** START TASK DATA **
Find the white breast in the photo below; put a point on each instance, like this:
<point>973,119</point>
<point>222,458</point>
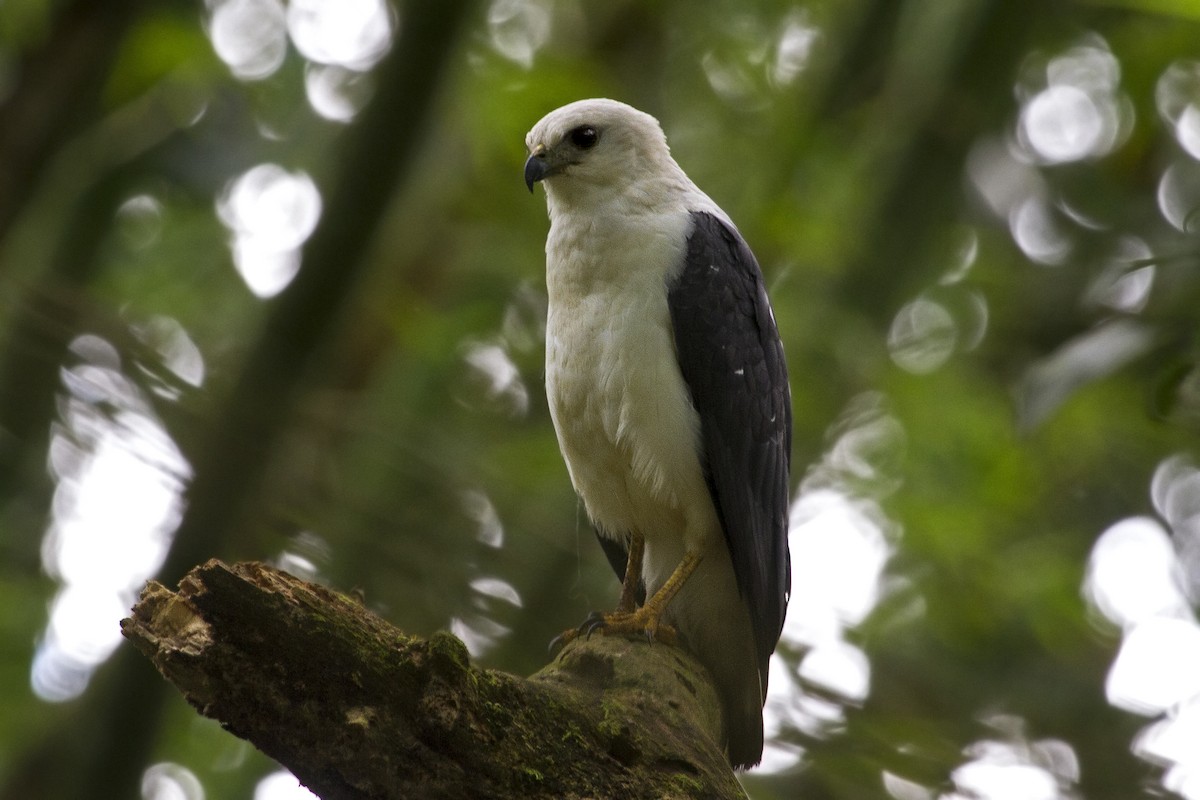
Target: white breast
<point>622,410</point>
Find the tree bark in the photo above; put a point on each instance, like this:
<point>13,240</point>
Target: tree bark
<point>358,709</point>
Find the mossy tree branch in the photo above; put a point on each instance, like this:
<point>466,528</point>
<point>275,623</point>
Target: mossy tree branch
<point>358,709</point>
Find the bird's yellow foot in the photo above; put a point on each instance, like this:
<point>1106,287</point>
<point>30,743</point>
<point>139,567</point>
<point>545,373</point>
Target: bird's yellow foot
<point>640,624</point>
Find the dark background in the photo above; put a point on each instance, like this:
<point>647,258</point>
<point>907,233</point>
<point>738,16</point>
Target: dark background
<point>978,221</point>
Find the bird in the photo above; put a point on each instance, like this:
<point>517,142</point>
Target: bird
<point>669,394</point>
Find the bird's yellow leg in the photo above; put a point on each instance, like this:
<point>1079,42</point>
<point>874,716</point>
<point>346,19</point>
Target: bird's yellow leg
<point>647,620</point>
<point>628,602</point>
<point>642,621</point>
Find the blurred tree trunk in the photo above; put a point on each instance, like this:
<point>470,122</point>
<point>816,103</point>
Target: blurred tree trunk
<point>357,709</point>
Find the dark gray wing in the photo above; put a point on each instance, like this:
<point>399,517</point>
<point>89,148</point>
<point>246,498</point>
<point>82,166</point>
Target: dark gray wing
<point>732,361</point>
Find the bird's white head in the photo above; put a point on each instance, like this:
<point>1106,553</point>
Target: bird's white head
<point>594,146</point>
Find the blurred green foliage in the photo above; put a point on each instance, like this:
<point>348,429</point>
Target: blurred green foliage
<point>874,152</point>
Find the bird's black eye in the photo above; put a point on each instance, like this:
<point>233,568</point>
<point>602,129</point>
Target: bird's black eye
<point>585,137</point>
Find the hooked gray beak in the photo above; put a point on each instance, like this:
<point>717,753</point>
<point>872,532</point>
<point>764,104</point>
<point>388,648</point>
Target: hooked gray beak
<point>535,169</point>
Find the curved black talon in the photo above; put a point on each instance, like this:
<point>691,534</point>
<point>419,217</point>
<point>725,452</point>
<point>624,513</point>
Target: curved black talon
<point>592,623</point>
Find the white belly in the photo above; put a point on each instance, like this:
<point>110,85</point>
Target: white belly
<point>625,423</point>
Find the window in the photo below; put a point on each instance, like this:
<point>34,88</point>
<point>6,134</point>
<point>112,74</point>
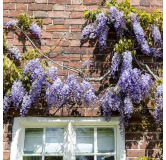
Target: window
<point>66,139</point>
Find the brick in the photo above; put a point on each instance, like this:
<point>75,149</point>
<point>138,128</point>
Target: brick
<point>77,1</point>
<point>57,7</point>
<point>150,145</point>
<point>75,21</point>
<point>93,112</point>
<point>134,2</point>
<point>6,155</point>
<point>145,2</point>
<point>60,1</point>
<point>57,35</point>
<point>131,145</point>
<point>90,2</point>
<point>151,136</point>
<point>9,6</point>
<point>77,15</point>
<point>73,36</point>
<point>75,50</point>
<point>46,35</point>
<point>41,1</point>
<point>6,1</point>
<point>76,8</point>
<point>16,13</point>
<point>23,1</point>
<point>58,21</point>
<point>61,57</point>
<point>76,28</point>
<point>57,28</point>
<point>6,145</point>
<point>40,14</point>
<point>17,42</point>
<point>21,7</point>
<point>59,14</point>
<point>76,64</point>
<point>5,13</point>
<point>135,153</point>
<point>36,7</point>
<point>7,137</point>
<point>60,43</point>
<point>156,3</point>
<point>134,136</point>
<point>47,21</point>
<point>7,128</point>
<point>75,57</point>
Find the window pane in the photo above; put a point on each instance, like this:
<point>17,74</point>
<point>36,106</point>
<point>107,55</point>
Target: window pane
<point>105,140</point>
<point>54,158</point>
<point>84,140</point>
<point>84,158</point>
<point>32,158</point>
<point>33,140</point>
<point>54,140</point>
<point>105,158</point>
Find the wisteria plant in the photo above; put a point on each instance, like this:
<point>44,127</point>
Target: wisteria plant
<point>137,31</point>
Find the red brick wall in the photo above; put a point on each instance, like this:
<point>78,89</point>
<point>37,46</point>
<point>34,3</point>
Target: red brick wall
<point>65,17</point>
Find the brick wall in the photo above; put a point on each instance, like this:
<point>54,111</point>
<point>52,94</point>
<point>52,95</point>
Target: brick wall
<point>64,18</point>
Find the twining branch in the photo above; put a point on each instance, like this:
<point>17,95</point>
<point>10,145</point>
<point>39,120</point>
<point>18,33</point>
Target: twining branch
<point>69,68</point>
<point>98,79</point>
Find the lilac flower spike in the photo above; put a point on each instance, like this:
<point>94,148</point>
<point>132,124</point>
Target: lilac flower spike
<point>11,23</point>
<point>15,52</point>
<point>36,30</point>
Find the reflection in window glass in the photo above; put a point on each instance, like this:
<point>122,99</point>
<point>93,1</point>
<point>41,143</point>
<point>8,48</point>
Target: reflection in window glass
<point>54,140</point>
<point>84,140</point>
<point>105,158</point>
<point>32,158</point>
<point>84,158</point>
<point>54,158</point>
<point>33,140</point>
<point>105,140</point>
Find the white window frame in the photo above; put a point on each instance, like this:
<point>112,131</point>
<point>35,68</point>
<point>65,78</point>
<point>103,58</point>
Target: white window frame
<point>69,124</point>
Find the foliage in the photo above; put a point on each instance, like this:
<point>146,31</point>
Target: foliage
<point>137,31</point>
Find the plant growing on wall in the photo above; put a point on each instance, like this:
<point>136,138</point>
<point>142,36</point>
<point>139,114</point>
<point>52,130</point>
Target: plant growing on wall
<point>33,79</point>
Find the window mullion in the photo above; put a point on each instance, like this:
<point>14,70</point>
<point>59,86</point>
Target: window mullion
<point>44,138</point>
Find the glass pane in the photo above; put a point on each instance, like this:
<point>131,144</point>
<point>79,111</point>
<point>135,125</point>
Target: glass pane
<point>105,140</point>
<point>54,140</point>
<point>84,158</point>
<point>32,158</point>
<point>105,157</point>
<point>33,140</point>
<point>54,158</point>
<point>84,140</point>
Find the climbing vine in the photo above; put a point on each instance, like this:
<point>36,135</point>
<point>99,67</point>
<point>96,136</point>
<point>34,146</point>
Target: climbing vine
<point>32,79</point>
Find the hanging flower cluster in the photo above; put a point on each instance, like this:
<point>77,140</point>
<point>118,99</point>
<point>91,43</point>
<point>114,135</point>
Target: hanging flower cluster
<point>57,92</point>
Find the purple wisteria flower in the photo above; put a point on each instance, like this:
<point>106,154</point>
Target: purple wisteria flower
<point>36,30</point>
<point>53,73</point>
<point>116,59</point>
<point>156,53</point>
<point>6,103</point>
<point>127,61</point>
<point>15,52</point>
<point>157,36</point>
<point>11,23</point>
<point>26,105</point>
<point>17,93</point>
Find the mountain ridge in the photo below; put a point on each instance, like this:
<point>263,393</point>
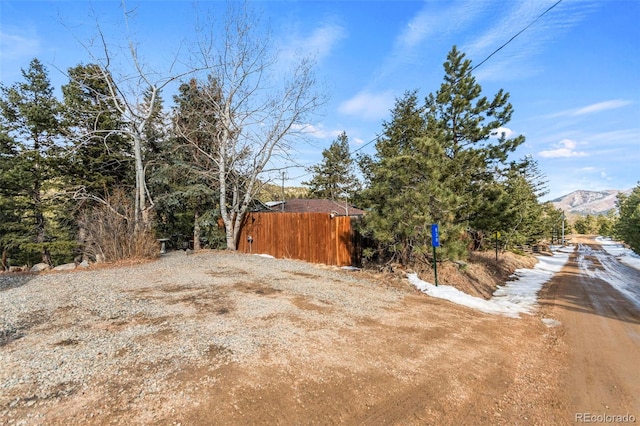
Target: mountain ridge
<point>585,202</point>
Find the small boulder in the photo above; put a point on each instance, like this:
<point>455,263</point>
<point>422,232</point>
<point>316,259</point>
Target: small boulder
<point>65,267</point>
<point>39,267</point>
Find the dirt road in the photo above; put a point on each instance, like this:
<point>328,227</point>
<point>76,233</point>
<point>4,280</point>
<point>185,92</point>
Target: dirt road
<point>602,333</point>
<point>225,339</point>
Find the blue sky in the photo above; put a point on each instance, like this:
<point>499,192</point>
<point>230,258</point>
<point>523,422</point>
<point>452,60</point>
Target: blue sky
<point>573,76</point>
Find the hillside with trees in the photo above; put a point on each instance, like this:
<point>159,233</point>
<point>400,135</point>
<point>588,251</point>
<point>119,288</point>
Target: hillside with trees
<point>105,171</point>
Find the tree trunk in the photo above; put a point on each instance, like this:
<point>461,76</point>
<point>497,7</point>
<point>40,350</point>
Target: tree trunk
<point>140,203</point>
<point>196,231</point>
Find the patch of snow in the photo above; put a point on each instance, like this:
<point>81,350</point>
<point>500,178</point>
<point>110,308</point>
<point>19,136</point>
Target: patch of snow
<point>617,249</point>
<point>619,276</point>
<point>550,322</point>
<point>512,299</point>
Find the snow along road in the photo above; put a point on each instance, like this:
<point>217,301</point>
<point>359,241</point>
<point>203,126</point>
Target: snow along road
<point>596,299</point>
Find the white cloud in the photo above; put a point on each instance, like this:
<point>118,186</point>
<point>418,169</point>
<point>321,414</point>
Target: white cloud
<point>317,131</point>
<point>565,149</point>
<point>369,106</point>
<point>592,109</point>
<point>14,46</point>
<point>500,130</point>
<point>601,106</point>
<point>319,43</point>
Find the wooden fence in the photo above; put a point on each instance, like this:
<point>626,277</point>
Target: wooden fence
<point>313,237</point>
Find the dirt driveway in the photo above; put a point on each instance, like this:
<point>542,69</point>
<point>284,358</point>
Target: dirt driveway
<point>602,332</point>
<point>218,338</point>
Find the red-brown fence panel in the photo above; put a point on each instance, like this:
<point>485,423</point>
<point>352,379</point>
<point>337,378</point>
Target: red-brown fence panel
<point>313,237</point>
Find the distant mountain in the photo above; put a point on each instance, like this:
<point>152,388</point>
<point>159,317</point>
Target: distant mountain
<point>588,202</point>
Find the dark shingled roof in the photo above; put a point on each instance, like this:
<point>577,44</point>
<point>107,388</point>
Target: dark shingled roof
<point>303,205</point>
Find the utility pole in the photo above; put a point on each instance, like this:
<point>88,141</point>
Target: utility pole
<point>282,204</point>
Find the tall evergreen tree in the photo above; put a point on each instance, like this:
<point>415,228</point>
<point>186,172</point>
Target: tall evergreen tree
<point>628,226</point>
<point>464,121</point>
<point>334,177</point>
<point>404,193</point>
<point>31,117</point>
<point>186,181</point>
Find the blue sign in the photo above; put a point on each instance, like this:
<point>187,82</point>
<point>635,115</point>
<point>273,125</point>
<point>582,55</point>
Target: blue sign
<point>435,237</point>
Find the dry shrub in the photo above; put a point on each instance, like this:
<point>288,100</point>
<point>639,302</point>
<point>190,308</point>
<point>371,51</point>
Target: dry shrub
<point>111,234</point>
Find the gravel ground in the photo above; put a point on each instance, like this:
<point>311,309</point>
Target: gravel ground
<point>63,334</point>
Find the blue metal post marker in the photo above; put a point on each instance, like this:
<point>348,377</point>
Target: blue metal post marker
<point>435,242</point>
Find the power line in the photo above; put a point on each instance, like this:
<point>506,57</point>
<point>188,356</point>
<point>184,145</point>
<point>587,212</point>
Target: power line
<point>485,59</point>
<point>517,34</point>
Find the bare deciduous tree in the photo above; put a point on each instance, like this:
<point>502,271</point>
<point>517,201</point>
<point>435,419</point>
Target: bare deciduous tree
<point>260,108</point>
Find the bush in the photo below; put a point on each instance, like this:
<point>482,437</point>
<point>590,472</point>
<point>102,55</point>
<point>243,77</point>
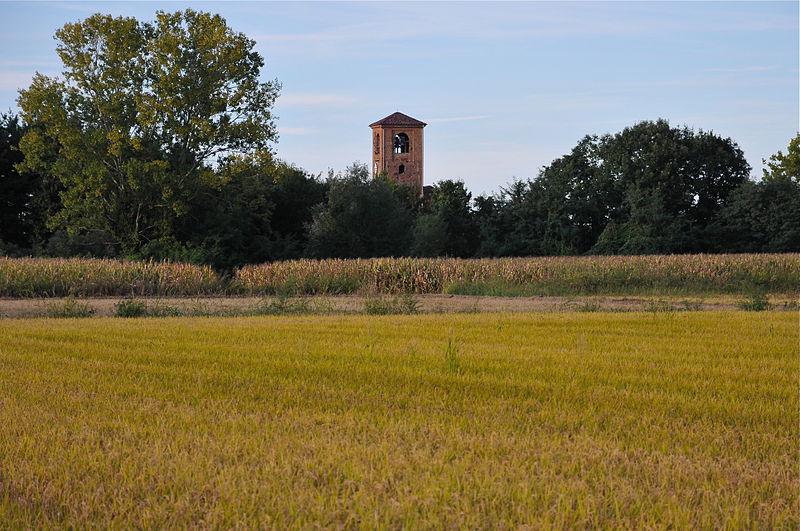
** END TASK DATA **
TO BE DONE ->
Rescale the records from the very start through the line containing "<point>732,361</point>". Write all those lines out again, requests included, with each answer coordinate multiplied by 0.95 and rounded to a whole number, halves up, keeping the sample points in the requests unchanged and leaving out the pictures.

RESULT ->
Find the white breast in the photo below; put a point on each instance, like this:
<point>973,119</point>
<point>222,458</point>
Target: white breast
<point>591,390</point>
Find the tree bark in the photo above; put a point on each instance, like this:
<point>13,240</point>
Target: tree bark
<point>340,674</point>
Find the mossy tree branch in the photo above; put a point on each instance, like this:
<point>466,528</point>
<point>275,623</point>
Target: mossy tree branch
<point>340,674</point>
Find the bird's yellow foot in the photo above; put a point on each instance, like this:
<point>1106,287</point>
<point>30,743</point>
<point>139,567</point>
<point>545,373</point>
Target: bird's yellow foot
<point>608,593</point>
Find the dark background in the photo above; put a point on each instance, like this:
<point>647,258</point>
<point>907,233</point>
<point>738,16</point>
Target: dark background
<point>929,210</point>
Find the bird in the photo above; put a point on each instance, like this:
<point>517,142</point>
Target: bird
<point>636,374</point>
Find the bird's yellow leg in the photo above; put a point on each instance, like this:
<point>1079,42</point>
<point>874,716</point>
<point>346,19</point>
Target: bird's yellow leg
<point>615,589</point>
<point>597,572</point>
<point>610,590</point>
Find the blurred tree trunk in the photo above; put a point on each instance, like this:
<point>470,122</point>
<point>816,103</point>
Target: blurred tree trunk
<point>339,674</point>
Find the dark gray wing in the photo above; put a point on each instance, like this:
<point>399,517</point>
<point>89,148</point>
<point>246,498</point>
<point>82,166</point>
Target: dark gray wing
<point>695,343</point>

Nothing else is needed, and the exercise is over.